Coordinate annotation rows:

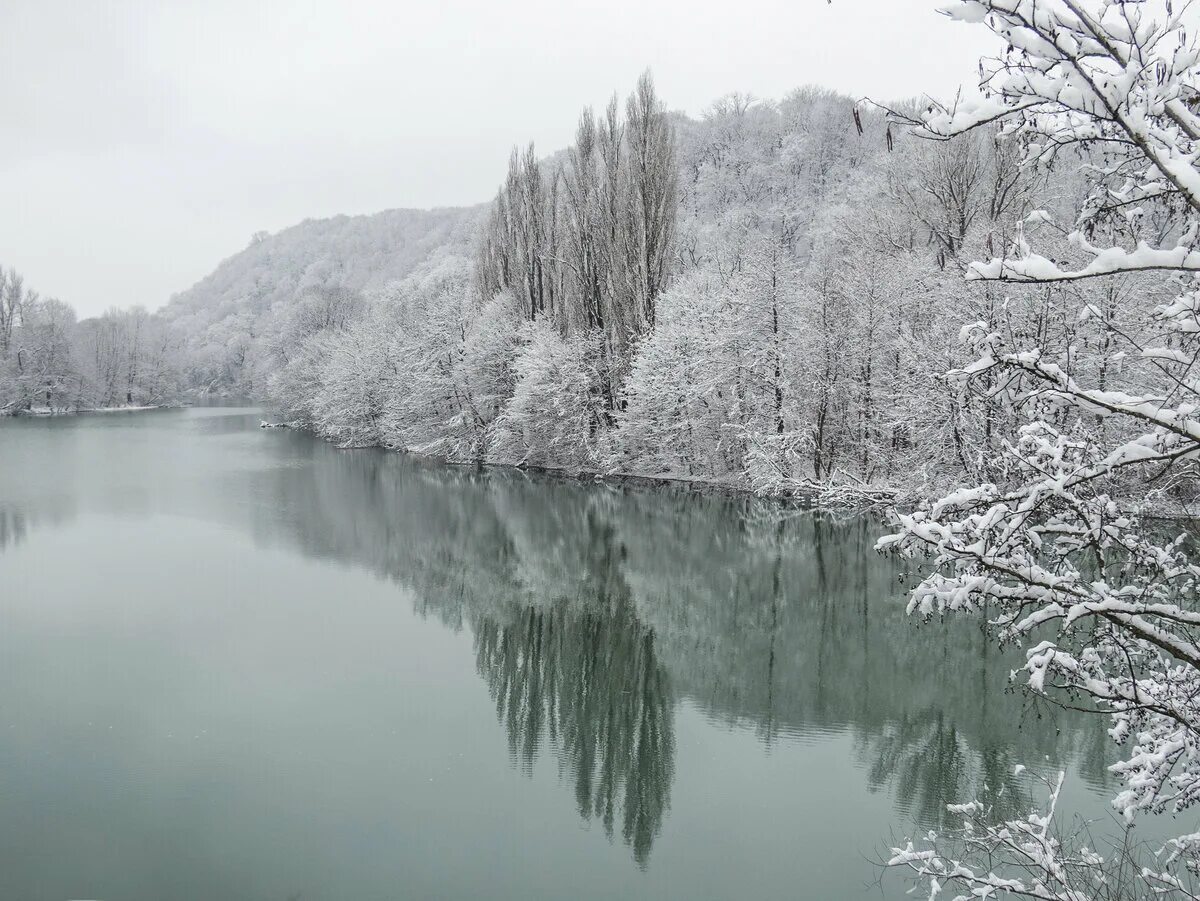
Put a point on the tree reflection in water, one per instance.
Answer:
(597, 608)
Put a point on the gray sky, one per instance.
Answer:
(144, 142)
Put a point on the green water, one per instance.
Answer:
(241, 664)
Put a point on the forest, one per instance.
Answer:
(982, 312)
(766, 296)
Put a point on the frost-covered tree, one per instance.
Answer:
(1053, 551)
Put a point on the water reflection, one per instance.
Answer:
(595, 610)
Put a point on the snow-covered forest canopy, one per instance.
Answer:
(765, 296)
(1098, 421)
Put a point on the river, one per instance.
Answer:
(243, 664)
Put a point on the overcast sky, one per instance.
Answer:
(144, 142)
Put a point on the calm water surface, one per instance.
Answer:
(241, 664)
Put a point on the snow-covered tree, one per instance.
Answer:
(1053, 551)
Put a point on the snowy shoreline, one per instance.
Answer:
(49, 412)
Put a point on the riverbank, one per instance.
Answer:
(76, 412)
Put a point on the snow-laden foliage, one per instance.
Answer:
(51, 361)
(1050, 548)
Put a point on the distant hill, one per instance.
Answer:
(217, 319)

→ **Stated problem**: Change every "Put a point on" in the rows above to "Mark" and write the rows out again with nothing else altered. Leave the pictures out.

→ **Result for this exercise**:
Mark the tree reflection in water, one per instance.
Answer:
(597, 608)
Mark the gray sky, one per instance.
Answer:
(144, 142)
Mark the green water, one per instance.
Answer:
(241, 664)
Mark the forest, one per instance.
Answer:
(982, 312)
(766, 296)
Mark the frost-covered tree, one per instance.
Answer:
(1053, 551)
Mark the water reflection, one per instance.
Answer:
(595, 610)
Mark the snow-covered forest canopy, one per instance.
Answer:
(765, 296)
(1098, 421)
Mark the river, one per instance.
Answer:
(243, 664)
Mark the overcast sky, one per instance.
Answer:
(144, 142)
Mark the calm water surface, one per instance.
Answer:
(241, 664)
Mark the snow-covered tree, one per instance.
Answer:
(1053, 551)
Mark the snowy shoreline, one per instance.
Answer:
(49, 412)
Mark the riverbank, one per instance.
Answer:
(76, 412)
Mark the snow-laden foliage, one per instance.
Answer:
(51, 361)
(1050, 548)
Mark the distant hill, one per instance.
Answer:
(217, 319)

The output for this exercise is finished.